§ Work instructions
Locate and copy every line of the records that contains the string "tire". Case counts.

§ Exercise materials

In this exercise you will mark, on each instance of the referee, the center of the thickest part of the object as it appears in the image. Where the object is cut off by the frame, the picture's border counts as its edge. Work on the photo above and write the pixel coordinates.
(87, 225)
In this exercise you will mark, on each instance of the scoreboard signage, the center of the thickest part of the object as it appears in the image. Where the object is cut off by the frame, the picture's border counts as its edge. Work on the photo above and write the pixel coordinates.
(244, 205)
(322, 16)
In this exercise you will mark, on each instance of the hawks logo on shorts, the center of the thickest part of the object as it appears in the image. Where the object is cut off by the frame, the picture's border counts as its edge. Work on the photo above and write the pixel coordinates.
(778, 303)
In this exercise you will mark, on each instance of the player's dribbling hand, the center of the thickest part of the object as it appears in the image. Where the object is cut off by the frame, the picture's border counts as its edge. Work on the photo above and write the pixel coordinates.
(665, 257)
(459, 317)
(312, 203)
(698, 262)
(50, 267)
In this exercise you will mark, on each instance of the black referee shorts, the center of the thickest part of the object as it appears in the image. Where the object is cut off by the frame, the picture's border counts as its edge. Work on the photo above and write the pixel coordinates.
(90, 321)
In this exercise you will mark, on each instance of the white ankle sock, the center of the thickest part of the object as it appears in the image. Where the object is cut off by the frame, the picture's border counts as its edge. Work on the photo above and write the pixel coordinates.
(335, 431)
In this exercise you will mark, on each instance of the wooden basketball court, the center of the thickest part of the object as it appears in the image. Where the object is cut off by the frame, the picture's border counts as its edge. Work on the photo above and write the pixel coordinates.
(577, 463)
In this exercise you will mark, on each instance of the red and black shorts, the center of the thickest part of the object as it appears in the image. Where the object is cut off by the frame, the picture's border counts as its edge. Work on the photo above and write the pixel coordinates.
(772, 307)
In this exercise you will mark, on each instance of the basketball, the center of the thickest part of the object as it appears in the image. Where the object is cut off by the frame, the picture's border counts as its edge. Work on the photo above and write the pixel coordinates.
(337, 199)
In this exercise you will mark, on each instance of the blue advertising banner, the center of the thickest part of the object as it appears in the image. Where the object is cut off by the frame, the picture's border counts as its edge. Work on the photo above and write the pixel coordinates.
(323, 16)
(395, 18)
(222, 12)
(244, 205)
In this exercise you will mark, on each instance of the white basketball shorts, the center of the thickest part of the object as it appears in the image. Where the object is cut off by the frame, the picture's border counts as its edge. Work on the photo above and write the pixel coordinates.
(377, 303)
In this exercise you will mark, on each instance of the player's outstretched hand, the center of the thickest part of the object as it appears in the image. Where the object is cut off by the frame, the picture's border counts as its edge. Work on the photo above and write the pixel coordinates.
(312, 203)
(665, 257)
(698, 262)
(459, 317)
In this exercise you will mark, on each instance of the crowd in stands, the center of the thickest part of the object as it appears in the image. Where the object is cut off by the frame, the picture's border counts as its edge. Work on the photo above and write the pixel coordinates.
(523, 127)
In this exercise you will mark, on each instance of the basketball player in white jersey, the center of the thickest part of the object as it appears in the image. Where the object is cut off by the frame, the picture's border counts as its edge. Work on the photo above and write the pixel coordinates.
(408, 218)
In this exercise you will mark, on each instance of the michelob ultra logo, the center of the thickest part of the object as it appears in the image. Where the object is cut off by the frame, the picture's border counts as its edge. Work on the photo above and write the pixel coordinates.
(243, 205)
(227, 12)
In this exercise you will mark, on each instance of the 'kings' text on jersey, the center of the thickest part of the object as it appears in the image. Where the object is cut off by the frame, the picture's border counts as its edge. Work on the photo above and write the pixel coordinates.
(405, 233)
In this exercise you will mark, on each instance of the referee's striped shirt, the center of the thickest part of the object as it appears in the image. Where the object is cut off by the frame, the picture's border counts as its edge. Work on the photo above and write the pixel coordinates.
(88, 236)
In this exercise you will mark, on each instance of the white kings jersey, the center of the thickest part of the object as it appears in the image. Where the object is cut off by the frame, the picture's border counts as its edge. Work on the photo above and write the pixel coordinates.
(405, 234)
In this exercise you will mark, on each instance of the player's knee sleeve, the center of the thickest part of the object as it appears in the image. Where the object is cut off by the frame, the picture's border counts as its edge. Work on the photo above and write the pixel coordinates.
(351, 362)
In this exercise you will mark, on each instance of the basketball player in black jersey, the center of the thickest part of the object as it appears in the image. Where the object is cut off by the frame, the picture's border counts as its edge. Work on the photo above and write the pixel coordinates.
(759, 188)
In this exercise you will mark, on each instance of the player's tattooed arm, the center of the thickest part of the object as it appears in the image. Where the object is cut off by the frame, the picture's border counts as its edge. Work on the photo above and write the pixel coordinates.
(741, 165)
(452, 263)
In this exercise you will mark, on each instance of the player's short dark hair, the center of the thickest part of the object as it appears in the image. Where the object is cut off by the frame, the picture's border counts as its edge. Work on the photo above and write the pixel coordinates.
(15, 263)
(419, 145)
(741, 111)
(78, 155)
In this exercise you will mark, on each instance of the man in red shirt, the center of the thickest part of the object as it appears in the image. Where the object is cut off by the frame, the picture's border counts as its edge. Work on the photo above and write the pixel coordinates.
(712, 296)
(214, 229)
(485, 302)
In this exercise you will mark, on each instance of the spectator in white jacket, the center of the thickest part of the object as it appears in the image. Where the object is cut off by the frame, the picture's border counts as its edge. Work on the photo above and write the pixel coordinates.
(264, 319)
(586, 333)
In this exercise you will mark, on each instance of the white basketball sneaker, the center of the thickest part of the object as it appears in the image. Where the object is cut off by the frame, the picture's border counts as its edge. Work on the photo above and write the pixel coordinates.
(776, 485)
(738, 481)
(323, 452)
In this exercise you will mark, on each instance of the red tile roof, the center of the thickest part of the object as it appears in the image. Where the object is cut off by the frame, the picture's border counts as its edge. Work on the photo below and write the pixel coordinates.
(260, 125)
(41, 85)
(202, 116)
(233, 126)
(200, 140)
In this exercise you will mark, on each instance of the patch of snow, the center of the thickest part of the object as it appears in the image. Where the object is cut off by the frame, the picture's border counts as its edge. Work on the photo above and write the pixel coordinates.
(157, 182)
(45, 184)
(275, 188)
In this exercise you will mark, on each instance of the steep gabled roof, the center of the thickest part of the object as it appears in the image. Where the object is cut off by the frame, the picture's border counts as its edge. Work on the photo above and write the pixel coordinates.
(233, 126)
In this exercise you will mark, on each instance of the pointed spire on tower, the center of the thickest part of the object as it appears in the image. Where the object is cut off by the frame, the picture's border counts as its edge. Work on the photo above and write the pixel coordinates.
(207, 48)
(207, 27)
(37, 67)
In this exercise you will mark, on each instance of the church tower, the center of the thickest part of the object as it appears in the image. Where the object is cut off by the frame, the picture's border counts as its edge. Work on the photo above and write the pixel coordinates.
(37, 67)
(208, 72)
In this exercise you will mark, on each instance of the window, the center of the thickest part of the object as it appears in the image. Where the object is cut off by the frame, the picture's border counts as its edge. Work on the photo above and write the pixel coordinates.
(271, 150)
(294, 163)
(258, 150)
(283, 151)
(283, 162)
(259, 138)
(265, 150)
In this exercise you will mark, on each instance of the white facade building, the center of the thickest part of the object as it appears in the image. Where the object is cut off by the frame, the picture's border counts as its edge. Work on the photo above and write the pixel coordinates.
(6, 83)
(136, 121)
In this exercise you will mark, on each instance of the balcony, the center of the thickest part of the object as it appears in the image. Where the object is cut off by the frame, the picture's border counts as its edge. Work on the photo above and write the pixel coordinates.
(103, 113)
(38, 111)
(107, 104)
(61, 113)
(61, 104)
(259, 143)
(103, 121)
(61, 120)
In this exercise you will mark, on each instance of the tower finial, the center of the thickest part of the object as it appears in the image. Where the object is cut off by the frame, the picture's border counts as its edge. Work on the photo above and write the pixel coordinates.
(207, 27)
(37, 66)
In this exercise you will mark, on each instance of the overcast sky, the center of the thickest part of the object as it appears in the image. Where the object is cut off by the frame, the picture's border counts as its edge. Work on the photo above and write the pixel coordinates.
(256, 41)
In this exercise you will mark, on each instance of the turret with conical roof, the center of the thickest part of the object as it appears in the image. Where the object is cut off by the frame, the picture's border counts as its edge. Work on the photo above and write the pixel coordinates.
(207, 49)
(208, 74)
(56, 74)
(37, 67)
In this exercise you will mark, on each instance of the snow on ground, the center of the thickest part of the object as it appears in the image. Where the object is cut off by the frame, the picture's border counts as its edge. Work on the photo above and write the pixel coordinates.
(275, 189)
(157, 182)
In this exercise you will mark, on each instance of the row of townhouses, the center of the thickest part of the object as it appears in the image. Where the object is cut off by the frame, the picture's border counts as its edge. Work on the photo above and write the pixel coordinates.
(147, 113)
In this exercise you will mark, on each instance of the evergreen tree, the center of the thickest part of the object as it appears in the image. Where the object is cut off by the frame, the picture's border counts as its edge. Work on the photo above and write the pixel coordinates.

--

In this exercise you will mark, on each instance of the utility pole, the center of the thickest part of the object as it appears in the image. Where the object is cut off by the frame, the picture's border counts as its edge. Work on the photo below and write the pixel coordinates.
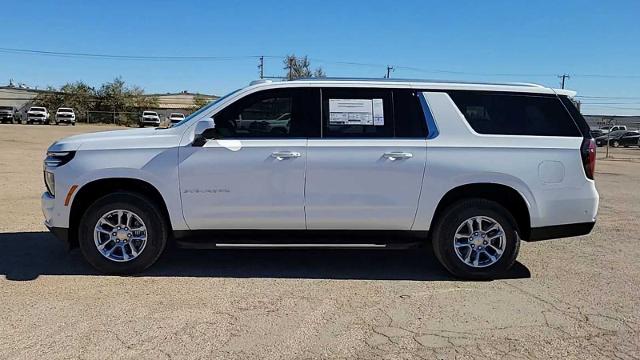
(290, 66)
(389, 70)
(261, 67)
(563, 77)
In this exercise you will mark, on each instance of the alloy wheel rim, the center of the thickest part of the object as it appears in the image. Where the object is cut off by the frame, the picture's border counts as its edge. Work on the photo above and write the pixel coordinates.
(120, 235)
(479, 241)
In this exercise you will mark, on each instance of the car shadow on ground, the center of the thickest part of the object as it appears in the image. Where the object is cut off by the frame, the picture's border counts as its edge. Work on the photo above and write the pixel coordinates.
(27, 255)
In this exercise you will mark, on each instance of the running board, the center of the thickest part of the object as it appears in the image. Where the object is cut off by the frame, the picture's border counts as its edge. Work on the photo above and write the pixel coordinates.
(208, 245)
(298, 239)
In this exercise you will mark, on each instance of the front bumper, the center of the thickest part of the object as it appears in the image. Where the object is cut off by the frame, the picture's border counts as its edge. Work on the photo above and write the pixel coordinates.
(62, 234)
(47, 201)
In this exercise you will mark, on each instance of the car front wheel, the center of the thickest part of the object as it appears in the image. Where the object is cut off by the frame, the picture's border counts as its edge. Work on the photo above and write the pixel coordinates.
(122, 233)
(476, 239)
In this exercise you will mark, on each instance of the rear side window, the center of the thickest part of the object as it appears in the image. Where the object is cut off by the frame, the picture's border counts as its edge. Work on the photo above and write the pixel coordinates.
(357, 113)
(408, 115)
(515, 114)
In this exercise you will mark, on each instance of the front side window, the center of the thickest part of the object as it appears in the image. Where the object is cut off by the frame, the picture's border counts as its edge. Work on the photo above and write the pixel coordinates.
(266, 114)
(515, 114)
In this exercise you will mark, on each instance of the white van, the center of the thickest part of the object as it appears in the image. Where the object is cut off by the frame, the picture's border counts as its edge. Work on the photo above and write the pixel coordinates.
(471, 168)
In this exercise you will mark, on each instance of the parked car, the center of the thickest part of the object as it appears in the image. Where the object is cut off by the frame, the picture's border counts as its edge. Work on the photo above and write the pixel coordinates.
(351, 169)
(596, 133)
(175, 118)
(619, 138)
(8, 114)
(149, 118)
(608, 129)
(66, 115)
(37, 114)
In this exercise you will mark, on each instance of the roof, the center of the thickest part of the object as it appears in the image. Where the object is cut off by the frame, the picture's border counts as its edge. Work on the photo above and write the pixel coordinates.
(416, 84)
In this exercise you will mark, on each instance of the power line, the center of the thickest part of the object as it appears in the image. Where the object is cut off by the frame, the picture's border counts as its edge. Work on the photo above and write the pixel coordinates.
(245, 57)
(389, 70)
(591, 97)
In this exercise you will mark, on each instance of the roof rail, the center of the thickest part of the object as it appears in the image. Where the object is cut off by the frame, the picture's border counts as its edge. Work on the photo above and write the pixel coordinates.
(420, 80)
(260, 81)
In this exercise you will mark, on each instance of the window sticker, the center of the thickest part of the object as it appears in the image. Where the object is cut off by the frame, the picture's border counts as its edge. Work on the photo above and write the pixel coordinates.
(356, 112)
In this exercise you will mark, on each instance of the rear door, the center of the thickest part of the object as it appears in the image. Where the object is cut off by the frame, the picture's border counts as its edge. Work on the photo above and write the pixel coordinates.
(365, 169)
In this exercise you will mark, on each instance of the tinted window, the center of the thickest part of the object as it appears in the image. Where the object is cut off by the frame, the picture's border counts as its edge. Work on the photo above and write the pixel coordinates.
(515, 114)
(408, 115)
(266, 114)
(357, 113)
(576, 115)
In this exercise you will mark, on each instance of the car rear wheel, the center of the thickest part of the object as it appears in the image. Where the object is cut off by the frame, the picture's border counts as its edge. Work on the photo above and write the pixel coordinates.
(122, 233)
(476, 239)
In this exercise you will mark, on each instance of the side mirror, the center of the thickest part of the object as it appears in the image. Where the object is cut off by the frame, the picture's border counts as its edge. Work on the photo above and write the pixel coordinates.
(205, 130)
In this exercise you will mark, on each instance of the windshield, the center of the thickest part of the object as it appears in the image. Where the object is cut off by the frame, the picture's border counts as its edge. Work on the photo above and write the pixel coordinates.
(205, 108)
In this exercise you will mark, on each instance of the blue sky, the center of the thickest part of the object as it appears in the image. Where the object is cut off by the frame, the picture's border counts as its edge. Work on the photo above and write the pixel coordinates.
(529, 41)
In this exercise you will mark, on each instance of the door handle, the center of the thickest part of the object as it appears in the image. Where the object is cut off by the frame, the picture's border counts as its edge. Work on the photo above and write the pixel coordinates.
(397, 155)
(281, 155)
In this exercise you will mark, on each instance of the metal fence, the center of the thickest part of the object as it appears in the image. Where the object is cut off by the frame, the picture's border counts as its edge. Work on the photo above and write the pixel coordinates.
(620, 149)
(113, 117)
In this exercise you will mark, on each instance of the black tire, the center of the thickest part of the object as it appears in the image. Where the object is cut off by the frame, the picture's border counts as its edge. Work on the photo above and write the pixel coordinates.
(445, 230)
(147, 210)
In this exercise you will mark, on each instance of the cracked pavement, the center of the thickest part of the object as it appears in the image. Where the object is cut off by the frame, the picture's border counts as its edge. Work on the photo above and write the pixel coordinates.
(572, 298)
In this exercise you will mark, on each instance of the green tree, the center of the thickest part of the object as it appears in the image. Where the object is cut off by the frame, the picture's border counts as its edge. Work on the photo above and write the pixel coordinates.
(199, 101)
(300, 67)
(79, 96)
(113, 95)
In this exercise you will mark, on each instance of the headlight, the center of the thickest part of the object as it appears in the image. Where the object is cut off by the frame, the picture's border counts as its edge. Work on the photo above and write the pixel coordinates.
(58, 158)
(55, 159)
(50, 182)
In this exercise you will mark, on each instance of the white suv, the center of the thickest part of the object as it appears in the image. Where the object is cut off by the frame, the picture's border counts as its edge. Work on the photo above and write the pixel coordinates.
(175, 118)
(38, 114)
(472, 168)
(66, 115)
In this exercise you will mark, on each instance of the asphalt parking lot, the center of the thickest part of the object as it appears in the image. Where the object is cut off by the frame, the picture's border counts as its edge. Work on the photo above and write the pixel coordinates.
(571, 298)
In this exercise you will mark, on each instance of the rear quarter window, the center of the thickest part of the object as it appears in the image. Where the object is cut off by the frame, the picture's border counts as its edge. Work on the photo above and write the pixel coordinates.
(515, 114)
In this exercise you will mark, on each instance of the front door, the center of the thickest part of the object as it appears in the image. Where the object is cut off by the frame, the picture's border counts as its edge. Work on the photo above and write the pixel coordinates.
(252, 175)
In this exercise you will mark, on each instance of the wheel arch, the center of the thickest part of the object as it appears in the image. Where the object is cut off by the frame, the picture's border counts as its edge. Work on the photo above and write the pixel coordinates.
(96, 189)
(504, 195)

* * *

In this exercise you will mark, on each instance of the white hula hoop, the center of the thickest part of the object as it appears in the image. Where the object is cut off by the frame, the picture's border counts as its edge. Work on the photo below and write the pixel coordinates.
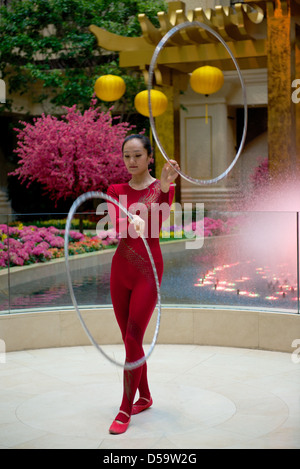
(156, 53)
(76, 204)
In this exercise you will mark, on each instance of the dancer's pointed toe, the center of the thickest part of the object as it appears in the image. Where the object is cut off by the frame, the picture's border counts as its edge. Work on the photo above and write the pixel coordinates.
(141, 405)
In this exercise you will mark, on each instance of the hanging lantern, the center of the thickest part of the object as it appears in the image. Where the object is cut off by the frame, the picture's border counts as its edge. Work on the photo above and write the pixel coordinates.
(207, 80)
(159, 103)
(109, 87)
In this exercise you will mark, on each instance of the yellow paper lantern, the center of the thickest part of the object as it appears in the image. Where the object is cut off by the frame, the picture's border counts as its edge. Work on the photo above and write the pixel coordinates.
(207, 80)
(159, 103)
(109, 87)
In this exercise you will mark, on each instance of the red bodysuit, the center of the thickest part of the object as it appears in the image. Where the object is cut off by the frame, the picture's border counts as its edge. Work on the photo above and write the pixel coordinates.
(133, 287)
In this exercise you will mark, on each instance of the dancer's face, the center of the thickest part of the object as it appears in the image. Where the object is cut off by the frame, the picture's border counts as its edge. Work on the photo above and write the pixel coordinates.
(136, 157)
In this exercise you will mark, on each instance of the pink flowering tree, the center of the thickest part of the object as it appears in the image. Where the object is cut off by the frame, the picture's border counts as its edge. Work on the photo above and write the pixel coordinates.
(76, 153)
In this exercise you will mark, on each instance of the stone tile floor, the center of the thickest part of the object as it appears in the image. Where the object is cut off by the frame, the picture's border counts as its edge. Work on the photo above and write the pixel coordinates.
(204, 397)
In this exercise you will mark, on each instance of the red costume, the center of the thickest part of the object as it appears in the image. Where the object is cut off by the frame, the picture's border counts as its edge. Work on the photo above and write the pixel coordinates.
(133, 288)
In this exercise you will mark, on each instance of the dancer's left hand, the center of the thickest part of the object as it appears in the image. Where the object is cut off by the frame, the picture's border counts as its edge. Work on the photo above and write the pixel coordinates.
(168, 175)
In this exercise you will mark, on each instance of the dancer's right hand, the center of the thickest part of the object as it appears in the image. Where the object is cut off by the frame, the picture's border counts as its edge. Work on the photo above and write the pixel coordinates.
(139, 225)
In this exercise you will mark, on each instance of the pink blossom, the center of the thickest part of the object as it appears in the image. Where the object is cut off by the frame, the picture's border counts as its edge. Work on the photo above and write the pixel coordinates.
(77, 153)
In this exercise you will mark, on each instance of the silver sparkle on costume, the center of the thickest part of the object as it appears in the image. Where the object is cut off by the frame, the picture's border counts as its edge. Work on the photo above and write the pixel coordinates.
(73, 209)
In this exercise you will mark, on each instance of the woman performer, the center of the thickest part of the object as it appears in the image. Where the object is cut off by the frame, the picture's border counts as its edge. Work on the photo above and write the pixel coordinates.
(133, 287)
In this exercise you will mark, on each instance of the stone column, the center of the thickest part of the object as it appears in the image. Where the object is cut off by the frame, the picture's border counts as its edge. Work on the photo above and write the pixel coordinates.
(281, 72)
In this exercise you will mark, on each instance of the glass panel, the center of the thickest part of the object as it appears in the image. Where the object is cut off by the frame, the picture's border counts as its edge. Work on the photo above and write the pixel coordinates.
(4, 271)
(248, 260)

§ Solution to the exercise
In this exercise you will mark, on each instance of the black tire, the center of the thickest part of the object as it appears in the image. Where the object is cut off by the frame, the picture's border counts as its edge. Work on the photo above and write the pixel coordinates.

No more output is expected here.